Demande de travail: Recopiez à l'identique le passage de l'article sur la réaction de l'exécutif aux violences urbaines, en commençant par « Rebelote aux questions » et en poursuivant jusqu'à « la cité phocéenne. ».

Le gouvernement a pourtant dès le départ cherché à faire très vite redescendre la pression. Quelques heures à peine après l'annonce de ce décès, Gérald Darmanin ménageait la chèvre et le chou.

Violences urbaines: l'exécutif face à l'embrasement
Violences urbaines: l'exécutif face à l'embrasement
22:16

"Macron a senti que quelque chose de très grave se passait"

Tout en rappelant au "respect de la présomption d'innocence", le ministre de l'Intérieur reconnaissait à l'Assemblée nationale que la vidéo qui infirmait la version policière contenait "des images choquantes" et évoquait "un drame".

Moins de 24 heures plus tard, Emmanuel Macron s'exprime sur la mort de ce jeune de 17 ans qu'il juge "inexcusable, inexplicable" et dit "sa peine et son affection" aux proches de l'adolescent.

Rebelote aux questions d'actualité au gouvernement au Sénat, quelques heures plus tard. Élisabeth Borne avance alors que l'intervention policière n'est "manifestement pas conforme aux règles d'engagement de nos forces de l'ordre".

"Le président n'a jamais mis la poussière sous le tapis. Quand je vois la rapidité avec laquelle il a réagi, on voit qu'il a senti que quelque chose de grave venait de se passer", décrypte le député Renaissance Patrick Vignal auprès de BFMTV.com.

"Le président a exprimé son émotion, comme de la Nation. Il connaît les quartiers", souligne de son côté l'Élysée alors que le président a achevé mercredi soir trois jours de visite à Marseille pour se pencher notamment au chevet des cités les plus en difficulté de la cité phocéenne.

"Tout peut déraper très vite"

Avec notamment un espoir: que cette longue visite de terrain montre que l'exécutif avait tourné définitivement la page de la séquence des retraites, après des mois de bras de fer pour se projeter enfin sur d'autres dossiers. Le président cherchait d'ailleurs à réorganiser une partie de son dispositif gouvernemental d'ici le 14 juillet.

"À peine arrive-t-on à sortir un peu la tête de l'eau après les retraites qu'on se reprend un tsunami en pleine tête. Sur les banlieues, tout peut déraper très vite et on n'a que peu de leviers d'actions", se désole le conseiller d'un ministre.

"Troubler d'autres dossiers en cours"

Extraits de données

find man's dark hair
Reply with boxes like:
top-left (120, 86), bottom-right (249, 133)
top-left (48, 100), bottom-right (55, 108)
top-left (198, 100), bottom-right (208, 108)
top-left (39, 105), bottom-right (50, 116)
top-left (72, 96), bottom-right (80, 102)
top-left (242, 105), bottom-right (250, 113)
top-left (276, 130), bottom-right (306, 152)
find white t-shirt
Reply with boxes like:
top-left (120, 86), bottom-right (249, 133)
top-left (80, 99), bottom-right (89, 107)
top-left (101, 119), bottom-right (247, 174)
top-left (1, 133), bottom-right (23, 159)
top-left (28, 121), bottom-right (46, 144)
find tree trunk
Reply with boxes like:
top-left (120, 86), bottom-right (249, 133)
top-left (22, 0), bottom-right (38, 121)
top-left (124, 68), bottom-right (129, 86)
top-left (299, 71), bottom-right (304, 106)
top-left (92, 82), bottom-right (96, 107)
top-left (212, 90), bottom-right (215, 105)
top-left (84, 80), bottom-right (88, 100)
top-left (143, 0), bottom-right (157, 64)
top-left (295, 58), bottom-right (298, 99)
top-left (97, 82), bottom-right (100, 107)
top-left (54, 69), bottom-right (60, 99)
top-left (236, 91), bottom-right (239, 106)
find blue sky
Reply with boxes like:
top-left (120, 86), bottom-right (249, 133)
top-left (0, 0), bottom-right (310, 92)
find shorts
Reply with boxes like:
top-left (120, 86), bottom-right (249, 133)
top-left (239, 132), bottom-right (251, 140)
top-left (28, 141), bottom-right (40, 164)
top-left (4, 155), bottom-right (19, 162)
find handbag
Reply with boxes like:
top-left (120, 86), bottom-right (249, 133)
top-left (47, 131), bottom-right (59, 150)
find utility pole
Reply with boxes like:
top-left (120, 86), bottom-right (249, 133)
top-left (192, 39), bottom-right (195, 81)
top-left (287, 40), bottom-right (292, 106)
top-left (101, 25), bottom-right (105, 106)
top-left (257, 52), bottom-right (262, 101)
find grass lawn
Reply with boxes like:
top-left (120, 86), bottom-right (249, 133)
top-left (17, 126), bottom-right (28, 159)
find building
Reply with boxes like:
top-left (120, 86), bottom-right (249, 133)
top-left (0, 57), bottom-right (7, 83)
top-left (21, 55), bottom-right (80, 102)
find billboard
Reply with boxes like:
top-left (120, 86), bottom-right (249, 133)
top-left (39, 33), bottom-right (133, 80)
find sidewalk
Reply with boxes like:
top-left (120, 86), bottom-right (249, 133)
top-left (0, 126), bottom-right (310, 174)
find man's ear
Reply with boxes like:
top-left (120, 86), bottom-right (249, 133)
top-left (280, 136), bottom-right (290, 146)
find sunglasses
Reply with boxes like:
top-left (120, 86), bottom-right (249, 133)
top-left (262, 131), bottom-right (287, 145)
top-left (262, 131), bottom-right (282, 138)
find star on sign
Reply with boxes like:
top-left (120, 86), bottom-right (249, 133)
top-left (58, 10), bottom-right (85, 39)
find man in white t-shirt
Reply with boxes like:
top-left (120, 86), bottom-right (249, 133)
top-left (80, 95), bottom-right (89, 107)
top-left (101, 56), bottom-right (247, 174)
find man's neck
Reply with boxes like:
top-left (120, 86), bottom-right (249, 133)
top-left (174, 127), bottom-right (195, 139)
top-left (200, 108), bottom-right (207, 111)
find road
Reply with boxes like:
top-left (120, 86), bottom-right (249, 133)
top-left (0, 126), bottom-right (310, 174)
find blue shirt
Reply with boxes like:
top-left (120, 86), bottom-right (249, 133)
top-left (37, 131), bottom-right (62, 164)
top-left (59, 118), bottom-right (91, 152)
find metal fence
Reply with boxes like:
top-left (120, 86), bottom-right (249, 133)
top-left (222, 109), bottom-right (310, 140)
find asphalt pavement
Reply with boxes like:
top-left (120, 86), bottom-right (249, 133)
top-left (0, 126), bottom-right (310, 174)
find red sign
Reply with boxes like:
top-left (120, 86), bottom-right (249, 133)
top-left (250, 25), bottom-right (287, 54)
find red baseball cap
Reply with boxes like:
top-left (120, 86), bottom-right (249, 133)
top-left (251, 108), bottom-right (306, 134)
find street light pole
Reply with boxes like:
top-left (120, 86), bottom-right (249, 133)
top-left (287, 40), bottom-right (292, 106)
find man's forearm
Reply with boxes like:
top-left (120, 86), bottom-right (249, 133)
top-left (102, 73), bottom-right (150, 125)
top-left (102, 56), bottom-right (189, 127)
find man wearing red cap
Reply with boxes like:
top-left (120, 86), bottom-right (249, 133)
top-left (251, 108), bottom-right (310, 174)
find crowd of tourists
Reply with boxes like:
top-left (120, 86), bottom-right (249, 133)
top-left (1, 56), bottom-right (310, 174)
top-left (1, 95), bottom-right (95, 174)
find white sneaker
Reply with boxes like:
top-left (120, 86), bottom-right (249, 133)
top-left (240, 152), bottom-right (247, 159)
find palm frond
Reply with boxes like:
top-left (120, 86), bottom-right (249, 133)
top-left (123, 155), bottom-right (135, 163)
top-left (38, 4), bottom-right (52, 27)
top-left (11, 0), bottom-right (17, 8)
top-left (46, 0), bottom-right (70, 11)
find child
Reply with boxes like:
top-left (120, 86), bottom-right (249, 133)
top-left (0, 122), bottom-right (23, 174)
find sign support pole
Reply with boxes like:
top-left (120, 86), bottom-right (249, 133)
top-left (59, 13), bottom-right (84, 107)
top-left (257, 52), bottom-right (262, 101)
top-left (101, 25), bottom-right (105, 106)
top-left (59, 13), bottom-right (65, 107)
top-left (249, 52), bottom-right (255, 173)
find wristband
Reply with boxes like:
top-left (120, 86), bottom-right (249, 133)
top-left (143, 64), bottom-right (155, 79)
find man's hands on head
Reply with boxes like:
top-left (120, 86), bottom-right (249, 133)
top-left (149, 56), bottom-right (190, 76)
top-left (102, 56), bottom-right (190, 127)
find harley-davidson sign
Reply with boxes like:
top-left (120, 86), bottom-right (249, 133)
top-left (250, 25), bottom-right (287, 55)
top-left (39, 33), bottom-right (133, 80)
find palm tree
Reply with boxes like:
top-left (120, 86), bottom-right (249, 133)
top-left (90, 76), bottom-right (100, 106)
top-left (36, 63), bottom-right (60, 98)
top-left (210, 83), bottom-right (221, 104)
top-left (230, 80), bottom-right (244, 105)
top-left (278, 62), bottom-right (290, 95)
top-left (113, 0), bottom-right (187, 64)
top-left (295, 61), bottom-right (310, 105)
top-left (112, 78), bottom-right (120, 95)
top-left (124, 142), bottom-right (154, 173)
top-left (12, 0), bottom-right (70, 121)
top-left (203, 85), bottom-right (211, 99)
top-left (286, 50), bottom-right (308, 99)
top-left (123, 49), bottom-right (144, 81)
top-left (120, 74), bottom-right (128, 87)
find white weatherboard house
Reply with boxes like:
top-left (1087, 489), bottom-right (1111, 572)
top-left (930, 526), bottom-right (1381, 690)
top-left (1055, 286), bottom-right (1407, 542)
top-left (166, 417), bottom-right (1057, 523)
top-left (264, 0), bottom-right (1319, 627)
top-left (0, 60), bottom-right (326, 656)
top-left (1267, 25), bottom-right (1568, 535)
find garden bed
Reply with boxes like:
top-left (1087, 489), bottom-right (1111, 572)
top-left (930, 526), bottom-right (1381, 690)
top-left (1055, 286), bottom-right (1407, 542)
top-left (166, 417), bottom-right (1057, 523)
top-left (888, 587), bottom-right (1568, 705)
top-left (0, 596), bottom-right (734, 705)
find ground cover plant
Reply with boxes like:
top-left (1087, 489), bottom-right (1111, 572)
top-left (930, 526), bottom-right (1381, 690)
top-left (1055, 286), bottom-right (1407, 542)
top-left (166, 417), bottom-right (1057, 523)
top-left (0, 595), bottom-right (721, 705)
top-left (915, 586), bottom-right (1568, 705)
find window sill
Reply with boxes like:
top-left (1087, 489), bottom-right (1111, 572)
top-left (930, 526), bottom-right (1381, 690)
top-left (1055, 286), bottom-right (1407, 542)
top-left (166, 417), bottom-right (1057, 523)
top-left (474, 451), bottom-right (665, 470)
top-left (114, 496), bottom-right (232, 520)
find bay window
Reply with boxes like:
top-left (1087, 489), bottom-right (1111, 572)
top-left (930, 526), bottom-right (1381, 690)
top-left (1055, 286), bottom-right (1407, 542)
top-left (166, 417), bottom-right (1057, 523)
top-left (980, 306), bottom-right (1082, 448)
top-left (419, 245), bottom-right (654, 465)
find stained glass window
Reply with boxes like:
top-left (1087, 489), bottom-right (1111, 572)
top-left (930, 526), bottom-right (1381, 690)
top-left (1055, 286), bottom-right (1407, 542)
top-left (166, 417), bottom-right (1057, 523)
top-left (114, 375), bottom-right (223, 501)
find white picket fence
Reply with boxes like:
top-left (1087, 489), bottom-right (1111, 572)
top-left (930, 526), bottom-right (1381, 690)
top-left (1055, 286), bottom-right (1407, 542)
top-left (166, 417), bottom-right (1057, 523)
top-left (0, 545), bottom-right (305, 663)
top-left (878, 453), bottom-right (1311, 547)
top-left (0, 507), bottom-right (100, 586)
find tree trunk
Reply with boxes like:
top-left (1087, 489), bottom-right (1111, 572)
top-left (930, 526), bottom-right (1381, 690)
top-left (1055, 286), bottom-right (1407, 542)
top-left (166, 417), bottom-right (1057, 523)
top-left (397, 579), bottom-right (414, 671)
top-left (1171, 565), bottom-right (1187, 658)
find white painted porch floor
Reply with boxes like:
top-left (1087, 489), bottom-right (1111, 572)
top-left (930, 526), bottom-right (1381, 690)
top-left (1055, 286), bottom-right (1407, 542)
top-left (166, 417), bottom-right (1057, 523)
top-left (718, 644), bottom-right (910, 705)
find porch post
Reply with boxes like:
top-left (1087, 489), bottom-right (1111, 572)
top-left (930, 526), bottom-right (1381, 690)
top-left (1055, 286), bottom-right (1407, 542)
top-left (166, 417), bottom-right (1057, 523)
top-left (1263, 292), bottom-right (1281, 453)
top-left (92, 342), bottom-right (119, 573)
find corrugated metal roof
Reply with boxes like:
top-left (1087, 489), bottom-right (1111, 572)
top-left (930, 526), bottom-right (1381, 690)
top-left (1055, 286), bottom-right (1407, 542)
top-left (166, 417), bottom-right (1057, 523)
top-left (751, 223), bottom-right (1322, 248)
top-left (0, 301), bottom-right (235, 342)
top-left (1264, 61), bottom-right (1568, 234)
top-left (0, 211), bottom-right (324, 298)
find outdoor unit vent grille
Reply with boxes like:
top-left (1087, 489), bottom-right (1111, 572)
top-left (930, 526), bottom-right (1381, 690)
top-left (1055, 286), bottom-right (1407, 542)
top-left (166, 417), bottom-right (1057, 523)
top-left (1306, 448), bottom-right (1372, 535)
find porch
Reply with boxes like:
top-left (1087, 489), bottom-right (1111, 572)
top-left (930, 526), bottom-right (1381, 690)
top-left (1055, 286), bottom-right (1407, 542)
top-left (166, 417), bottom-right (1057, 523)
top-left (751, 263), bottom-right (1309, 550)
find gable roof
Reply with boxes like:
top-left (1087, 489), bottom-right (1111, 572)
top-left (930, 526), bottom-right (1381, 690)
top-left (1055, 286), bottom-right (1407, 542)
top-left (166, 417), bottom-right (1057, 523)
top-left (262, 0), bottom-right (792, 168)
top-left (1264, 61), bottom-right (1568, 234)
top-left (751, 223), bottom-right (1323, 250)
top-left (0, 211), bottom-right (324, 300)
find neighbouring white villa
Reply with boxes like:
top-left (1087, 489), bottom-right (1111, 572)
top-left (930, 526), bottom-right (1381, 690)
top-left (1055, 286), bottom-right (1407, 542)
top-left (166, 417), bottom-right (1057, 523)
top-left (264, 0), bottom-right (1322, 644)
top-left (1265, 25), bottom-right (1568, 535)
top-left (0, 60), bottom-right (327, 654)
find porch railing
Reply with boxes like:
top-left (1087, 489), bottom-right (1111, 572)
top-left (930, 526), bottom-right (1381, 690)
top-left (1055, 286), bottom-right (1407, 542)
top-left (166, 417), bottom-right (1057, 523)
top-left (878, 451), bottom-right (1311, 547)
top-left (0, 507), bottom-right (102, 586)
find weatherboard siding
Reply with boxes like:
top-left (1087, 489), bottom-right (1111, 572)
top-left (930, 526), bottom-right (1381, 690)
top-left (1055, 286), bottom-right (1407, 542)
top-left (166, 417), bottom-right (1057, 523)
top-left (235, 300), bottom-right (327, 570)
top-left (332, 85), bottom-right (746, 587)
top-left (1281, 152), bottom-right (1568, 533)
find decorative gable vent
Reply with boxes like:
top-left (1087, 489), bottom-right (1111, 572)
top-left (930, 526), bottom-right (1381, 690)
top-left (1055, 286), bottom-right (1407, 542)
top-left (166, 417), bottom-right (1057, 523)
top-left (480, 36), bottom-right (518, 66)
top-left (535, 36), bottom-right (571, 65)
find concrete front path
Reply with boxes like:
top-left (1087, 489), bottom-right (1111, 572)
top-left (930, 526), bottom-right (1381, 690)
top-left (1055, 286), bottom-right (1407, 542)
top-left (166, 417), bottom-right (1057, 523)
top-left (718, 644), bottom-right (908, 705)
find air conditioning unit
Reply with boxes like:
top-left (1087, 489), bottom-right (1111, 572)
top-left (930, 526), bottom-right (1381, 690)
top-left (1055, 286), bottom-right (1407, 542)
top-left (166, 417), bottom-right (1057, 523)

Tâche accomplie:
Rebelote aux questions d'actualité au gouvernement au Sénat, quelques heures plus tard. Élisabeth Borne avance alors que l'intervention policière n'est "manifestement pas conforme aux règles d'engagement de nos forces de l'ordre".

"Le président n'a jamais mis la poussière sous le tapis. Quand je vois la rapidité avec laquelle il a réagi, on voit qu'il a senti que quelque chose de grave venait de se passer", décrypte le député Renaissance Patrick Vignal auprès de BFMTV.com.

"Le président a exprimé son émotion, comme de la Nation. Il connaît les quartiers", souligne de son côté l'Élysée alors que le président a achevé mercredi soir trois jours de visite à Marseille pour se pencher notamment au chevet des cités les plus en difficulté de la cité phocéenne.